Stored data
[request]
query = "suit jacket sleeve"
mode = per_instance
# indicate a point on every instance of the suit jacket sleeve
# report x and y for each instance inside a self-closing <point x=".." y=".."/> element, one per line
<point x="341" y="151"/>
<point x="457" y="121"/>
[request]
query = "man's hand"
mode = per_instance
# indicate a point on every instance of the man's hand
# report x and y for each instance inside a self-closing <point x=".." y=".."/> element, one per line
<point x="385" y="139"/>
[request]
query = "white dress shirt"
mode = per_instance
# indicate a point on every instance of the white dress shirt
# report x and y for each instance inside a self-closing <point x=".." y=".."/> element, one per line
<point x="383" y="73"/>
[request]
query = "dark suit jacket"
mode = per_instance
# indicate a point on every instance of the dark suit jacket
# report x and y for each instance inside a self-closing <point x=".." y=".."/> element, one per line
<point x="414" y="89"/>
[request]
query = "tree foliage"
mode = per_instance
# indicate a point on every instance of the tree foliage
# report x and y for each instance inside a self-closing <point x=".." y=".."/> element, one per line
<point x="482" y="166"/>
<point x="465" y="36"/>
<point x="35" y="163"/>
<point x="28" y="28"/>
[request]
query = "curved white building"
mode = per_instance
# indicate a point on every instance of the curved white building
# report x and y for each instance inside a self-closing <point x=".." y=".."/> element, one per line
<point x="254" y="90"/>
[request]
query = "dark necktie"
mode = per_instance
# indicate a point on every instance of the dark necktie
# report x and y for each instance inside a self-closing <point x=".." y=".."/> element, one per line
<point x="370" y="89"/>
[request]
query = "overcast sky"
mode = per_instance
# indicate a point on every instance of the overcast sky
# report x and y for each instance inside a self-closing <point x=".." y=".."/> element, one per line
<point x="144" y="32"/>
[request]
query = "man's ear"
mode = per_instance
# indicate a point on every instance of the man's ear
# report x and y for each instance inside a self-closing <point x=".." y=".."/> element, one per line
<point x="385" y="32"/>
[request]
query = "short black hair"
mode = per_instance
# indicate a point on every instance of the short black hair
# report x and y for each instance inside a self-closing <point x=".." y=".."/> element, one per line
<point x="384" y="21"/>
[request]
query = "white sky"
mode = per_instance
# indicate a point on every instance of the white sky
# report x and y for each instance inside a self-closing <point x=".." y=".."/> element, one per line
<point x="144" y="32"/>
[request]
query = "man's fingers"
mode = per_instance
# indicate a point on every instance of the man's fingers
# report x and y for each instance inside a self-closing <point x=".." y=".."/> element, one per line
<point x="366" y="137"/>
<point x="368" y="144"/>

Exercise requirements
Only one number is wanted: how many lines in the records above contain the string "shirt".

Result
2